TEXT ->
::::
You get a cassette with the Pericon C which when loaded allows you to specify width (maximum 80 columns) and lines per page (maximum 66 lines) and then sets up a machine code driver to run the Centronics printer directly from LLIST and LPRINT. This driver is placed at address 32300 decimal, and I have no idea if it can be moved as the cassette seems to supplant any technical sheet concerned with this module, and there are no REMs in the program. I would have thought this was an ideal candidate for inclusion in the non-volatile memory of the Autostart Drom. As it stands it would seem to limit one to a 16K Basic program, however much more memory you might have. (See also the RAM section on this point.)
Whatever niggles a conscientious (or contentious) reviewer might feel the need to grub up, real black-on-white listings instead of the standard 'silver streak' are a
heartfelt need long denied to magazine editors and the like, and any piece of kit that can bring about this Jerusalem cannot be decried.
Link A
Eight channels of analog input can be handled by this module, and you can, again, have up to four modules at least. The analog voltages must be between zero and plus five volts, and while a simple resistive divider will bring larger voltages into the module's range, other techniques are recommended for accuracy and safety. In particular, the inputs must never be allowed to go negative or over five volts. This is not a problem with resistive probes such as thermistors or strain gauges, but if you're thinking of spectro-analysing your Hi-Fi then it's a point to watch.
Unfortunately, what seems to be a diagram of a ratiometric input arrangement in the 'tech' sheet only had the labels printed, with the drawing itself left out. I would expect that anyone having a use for this module would probably already be familiar with instrumentation electronics, buffer amps and the like, so maybe it doesn't matter.
The computer reads the module with PEEKs and selects the required input with POKEs. Accuracy is stated to be one bit, working out to 0.4 per cent, which is better than any probe is likely to give. This one would seem to be suited to genuine scientific monitoring purposes.
Autostart DROM
This is the point where the Basicare system came alive for me. Not only does this module give you up to 8K of non- volatile memory for your own routines, but it can actually cut out the Spectrum ROM at power-up, run its own initialisation routine, and leave you with a bunch of extra interrupt driven functions. It came supplied with resident software providing an auto- number routine for Basic lines, a machine code reset (derived from Toni Baker's article in YS issue one), and a routine to read the Clock module in a convenient way. I've added my own bit of code to give an instant reference 'free memory' function (see Listing 1 )just to show that anyone who wants to re-write Sinclair's operating system can do it with this module.
However, I must confess (having gone on a bit about us old hands always reading the instructions) that I switched off the write protection before I knew what I was doing, and somehow wiped the supplied program.
::::
[Bounding box annotation entries]
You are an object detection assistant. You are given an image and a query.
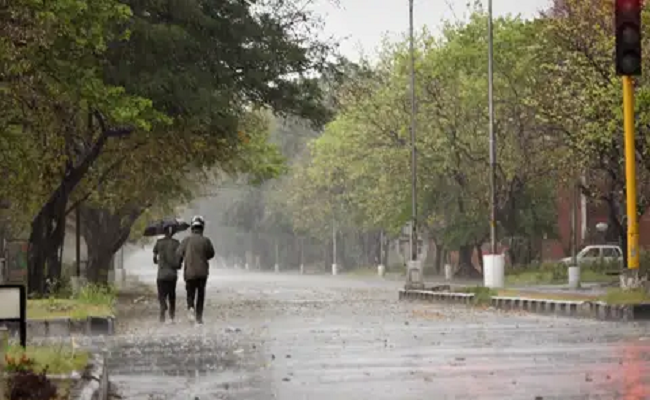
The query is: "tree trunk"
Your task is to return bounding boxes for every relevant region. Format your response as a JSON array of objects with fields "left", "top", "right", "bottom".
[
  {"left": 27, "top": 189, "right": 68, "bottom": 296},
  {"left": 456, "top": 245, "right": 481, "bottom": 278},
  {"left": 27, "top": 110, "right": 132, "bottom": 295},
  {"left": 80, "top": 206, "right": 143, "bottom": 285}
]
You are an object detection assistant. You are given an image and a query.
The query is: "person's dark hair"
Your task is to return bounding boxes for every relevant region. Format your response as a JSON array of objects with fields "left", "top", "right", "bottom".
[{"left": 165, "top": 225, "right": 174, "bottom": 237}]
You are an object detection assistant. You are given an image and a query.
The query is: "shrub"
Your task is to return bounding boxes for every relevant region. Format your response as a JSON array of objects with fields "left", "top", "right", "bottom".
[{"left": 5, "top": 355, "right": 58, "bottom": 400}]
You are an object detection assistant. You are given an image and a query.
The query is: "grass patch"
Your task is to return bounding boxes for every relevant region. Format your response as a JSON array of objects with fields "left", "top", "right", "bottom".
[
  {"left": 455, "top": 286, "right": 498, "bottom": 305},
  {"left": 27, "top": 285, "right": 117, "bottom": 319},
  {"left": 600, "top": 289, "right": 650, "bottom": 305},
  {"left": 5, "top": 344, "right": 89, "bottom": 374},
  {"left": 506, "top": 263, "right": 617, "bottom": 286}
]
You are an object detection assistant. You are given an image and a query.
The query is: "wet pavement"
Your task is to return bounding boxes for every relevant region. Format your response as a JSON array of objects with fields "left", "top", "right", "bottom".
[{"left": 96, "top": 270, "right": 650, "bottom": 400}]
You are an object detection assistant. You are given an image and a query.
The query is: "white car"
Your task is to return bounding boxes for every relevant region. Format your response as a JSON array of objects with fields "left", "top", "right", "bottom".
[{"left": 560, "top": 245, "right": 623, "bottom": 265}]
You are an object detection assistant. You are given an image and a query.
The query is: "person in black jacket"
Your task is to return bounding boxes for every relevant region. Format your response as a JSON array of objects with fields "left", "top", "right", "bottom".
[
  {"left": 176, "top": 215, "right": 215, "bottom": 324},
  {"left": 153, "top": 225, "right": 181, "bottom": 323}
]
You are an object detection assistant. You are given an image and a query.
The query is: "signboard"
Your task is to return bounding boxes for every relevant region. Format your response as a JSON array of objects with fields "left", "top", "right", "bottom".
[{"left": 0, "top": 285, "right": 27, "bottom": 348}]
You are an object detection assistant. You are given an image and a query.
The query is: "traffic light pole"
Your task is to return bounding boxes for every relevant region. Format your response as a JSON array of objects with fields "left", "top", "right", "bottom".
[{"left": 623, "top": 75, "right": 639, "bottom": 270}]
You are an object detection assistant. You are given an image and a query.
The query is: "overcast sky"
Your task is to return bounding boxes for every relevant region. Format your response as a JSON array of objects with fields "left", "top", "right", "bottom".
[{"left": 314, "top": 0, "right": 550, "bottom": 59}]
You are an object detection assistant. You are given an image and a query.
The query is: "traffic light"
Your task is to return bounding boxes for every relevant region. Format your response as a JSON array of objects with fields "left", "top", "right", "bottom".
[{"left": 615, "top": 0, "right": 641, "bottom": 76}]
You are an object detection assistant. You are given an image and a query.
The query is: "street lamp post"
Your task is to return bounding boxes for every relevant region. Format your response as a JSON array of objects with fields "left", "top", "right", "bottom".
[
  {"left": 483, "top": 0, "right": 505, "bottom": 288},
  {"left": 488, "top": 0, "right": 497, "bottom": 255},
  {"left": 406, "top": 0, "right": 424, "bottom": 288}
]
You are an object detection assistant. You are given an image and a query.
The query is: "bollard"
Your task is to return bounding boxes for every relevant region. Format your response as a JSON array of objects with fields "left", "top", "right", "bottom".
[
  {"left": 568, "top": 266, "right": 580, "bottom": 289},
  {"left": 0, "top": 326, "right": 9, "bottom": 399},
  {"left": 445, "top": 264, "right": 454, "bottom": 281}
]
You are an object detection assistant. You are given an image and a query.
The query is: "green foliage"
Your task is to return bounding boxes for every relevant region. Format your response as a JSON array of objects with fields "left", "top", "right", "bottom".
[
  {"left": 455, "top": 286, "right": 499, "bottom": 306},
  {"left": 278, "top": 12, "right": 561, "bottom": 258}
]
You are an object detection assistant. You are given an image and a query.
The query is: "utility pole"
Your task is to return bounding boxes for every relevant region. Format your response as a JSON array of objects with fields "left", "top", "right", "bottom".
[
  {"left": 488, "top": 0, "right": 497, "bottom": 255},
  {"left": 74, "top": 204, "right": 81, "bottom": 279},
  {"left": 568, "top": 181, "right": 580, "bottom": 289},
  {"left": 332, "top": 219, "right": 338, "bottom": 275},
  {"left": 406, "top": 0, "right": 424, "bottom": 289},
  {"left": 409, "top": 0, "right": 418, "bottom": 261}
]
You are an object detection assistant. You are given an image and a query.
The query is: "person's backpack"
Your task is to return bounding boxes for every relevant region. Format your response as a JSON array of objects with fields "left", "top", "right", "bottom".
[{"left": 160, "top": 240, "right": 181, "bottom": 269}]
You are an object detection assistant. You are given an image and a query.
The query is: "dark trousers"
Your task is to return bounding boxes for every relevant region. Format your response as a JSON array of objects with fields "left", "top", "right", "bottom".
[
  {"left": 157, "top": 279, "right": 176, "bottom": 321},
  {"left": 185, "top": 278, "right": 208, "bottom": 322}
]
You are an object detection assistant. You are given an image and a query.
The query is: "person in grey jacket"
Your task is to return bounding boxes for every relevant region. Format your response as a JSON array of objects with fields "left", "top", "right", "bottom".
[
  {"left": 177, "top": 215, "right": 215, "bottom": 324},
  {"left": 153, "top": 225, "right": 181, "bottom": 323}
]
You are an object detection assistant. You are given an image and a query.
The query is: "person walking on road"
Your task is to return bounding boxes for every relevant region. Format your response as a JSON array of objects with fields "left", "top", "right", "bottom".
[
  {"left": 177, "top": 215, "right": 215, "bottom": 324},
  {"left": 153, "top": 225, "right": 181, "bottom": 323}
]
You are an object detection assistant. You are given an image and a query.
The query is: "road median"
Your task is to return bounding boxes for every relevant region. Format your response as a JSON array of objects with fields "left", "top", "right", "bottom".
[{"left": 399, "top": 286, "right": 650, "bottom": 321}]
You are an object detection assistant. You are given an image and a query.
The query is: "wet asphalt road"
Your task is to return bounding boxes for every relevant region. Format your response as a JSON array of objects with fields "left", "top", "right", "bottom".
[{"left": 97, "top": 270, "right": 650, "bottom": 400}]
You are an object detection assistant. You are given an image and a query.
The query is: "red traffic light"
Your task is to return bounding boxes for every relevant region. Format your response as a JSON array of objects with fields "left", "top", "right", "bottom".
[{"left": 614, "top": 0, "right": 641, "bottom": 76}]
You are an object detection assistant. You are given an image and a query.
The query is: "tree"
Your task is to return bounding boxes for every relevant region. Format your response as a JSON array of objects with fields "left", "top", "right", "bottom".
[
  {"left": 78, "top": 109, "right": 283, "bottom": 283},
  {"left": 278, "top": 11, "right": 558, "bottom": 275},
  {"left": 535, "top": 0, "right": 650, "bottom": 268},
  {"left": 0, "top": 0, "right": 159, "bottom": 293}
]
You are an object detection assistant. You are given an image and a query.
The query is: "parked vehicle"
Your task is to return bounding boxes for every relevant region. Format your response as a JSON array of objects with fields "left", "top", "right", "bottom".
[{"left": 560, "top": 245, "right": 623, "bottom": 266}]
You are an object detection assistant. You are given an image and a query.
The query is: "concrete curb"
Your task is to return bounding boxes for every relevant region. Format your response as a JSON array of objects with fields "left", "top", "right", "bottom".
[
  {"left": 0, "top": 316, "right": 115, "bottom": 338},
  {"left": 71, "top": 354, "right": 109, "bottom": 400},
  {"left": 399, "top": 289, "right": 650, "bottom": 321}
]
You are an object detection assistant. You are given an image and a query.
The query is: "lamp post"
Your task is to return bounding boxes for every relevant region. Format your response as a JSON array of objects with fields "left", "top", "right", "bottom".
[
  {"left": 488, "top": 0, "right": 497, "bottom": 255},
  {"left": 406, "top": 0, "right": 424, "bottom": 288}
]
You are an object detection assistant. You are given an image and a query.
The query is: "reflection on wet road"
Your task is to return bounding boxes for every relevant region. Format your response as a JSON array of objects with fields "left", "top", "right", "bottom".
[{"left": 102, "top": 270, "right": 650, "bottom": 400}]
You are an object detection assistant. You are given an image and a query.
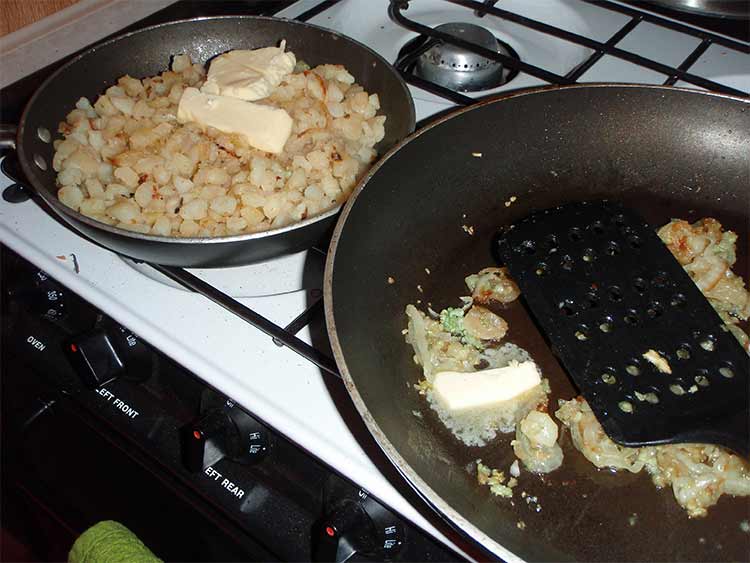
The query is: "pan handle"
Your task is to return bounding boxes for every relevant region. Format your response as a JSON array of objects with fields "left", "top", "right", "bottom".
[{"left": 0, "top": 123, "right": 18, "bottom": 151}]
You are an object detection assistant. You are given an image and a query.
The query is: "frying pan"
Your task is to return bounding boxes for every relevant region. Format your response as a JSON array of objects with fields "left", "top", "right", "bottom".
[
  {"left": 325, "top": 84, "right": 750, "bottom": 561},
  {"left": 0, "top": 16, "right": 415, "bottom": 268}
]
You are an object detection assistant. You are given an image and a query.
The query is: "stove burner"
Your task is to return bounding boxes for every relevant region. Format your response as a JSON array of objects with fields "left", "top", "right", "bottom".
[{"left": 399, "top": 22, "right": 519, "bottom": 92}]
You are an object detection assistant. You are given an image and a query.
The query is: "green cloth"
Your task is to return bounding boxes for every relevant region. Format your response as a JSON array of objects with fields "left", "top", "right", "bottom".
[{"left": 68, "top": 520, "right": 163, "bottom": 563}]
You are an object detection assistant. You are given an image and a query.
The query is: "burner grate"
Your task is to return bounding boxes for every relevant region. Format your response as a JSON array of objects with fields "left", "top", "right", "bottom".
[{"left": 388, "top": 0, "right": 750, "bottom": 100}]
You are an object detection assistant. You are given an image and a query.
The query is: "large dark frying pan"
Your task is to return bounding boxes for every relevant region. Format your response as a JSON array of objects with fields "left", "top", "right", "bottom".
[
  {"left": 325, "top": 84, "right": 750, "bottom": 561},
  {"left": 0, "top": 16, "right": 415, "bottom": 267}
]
::::
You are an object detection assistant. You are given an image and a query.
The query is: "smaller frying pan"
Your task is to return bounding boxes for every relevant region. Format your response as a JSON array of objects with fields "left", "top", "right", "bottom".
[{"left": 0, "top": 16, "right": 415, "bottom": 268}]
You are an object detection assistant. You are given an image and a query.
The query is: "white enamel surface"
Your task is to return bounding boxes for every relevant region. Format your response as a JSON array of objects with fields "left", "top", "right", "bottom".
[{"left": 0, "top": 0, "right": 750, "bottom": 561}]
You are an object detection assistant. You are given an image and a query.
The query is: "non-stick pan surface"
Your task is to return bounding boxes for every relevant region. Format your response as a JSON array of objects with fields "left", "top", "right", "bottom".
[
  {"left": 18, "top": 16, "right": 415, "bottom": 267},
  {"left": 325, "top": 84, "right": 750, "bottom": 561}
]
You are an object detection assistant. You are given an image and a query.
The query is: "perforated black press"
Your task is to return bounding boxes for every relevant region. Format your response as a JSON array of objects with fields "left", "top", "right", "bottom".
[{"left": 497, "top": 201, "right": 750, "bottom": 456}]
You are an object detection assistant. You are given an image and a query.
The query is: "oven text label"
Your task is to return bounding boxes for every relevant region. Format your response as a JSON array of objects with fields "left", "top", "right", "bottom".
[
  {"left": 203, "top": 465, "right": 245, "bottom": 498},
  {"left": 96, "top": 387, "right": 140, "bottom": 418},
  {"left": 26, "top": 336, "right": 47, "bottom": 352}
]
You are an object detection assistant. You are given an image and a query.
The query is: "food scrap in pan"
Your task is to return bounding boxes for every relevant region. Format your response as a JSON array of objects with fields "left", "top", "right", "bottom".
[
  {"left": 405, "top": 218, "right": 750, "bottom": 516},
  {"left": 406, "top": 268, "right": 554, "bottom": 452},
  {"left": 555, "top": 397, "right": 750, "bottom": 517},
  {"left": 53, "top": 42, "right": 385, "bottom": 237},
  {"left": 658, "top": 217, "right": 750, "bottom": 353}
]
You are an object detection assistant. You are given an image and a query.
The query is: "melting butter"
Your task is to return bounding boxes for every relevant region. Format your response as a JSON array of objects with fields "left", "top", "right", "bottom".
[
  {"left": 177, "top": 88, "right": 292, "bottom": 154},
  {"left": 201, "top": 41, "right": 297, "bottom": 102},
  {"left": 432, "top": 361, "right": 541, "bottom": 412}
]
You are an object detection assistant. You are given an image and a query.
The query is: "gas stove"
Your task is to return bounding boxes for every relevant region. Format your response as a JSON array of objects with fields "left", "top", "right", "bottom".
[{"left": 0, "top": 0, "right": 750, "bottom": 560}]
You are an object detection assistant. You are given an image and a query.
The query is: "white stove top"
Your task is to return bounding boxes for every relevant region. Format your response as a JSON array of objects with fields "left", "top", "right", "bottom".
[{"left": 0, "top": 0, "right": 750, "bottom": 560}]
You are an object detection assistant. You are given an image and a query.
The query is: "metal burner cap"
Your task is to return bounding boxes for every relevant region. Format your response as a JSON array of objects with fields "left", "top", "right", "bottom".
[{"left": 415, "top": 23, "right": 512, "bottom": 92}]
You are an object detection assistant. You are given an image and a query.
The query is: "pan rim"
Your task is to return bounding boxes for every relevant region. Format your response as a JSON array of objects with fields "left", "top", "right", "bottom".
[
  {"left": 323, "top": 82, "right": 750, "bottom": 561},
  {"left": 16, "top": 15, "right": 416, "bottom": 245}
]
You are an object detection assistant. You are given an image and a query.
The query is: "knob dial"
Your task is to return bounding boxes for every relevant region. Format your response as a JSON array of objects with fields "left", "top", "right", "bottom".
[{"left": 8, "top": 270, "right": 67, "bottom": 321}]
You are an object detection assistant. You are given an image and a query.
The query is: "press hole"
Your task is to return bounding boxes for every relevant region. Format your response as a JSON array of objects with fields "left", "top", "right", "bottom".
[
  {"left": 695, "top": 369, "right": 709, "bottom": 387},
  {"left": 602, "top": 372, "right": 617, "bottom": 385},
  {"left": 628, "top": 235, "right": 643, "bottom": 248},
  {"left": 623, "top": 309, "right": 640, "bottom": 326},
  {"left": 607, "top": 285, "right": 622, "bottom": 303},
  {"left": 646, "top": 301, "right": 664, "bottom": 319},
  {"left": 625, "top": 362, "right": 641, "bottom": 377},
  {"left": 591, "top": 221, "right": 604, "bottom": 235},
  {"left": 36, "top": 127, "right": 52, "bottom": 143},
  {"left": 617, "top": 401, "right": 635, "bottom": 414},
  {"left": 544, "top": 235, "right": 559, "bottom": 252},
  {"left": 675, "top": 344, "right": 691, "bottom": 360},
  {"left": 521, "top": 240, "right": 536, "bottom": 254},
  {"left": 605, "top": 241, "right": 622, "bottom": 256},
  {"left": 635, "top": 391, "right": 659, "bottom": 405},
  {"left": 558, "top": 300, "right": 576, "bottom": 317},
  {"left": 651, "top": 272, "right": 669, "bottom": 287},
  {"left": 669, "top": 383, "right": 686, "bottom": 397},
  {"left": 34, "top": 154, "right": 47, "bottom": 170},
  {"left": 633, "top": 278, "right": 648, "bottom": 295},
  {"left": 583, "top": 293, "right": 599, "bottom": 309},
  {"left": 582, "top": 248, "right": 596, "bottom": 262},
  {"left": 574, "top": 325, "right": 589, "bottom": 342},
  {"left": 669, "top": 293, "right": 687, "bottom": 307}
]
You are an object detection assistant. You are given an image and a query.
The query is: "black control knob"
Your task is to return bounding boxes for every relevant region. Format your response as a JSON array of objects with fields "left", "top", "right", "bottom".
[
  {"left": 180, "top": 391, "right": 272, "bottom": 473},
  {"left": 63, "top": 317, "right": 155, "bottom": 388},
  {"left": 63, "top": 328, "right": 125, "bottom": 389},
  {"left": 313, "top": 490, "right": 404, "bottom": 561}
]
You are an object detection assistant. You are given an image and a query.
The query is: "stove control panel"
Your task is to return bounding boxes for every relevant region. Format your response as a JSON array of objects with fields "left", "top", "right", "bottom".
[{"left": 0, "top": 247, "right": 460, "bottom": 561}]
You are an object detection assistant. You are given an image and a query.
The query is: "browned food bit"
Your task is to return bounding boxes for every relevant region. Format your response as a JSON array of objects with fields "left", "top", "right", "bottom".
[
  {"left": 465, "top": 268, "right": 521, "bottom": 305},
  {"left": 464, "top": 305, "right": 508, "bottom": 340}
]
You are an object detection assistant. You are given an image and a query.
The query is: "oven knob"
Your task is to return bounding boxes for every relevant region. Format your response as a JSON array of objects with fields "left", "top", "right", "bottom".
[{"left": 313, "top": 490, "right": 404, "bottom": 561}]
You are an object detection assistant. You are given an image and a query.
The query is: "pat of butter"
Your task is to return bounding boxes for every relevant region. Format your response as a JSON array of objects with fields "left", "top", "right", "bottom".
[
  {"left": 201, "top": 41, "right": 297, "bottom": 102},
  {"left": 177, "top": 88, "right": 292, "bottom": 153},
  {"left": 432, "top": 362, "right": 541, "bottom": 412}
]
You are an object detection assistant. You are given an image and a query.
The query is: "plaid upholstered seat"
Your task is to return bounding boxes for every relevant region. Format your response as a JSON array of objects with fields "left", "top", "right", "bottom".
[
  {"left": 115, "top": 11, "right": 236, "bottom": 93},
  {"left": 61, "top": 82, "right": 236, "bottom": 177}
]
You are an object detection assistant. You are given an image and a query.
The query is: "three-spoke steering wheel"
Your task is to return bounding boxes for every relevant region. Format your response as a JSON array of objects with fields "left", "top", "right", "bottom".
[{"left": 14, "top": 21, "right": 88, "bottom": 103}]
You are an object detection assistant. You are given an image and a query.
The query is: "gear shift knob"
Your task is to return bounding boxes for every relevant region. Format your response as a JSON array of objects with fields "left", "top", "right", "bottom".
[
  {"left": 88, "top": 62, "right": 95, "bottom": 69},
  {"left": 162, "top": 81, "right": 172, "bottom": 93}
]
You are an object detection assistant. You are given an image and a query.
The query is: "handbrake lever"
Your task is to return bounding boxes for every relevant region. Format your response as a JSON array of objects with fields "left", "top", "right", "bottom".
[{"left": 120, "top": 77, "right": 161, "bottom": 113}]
::::
WHAT TO WORK ON ->
1 - According to the Basicare module review, at what address is the printer driver placed?
2 - Reproduce the passage of the Basicare module review from "Unfortunately, what seems" up to and including "scientific monitoring purposes.".

THE SOLUTIONS ->
1 - Address 32300 decimal.

2 -
Unfortunately, what seems to be a diagram of a ratiometric input arrangement in the 'tech' sheet only had the labels printed, with the drawing itself left out. I would expect that anyone having a use for this module would probably already be familiar with instrumentation electronics, buffer amps and the like, so maybe it doesn't matter.
The computer reads the module with PEEKs and selects the required input with POKEs. Accuracy is stated to be one bit, working out to 0.4 per cent, which is better than any probe is likely to give. This one would seem to be suited to genuine scientific monitoring purposes.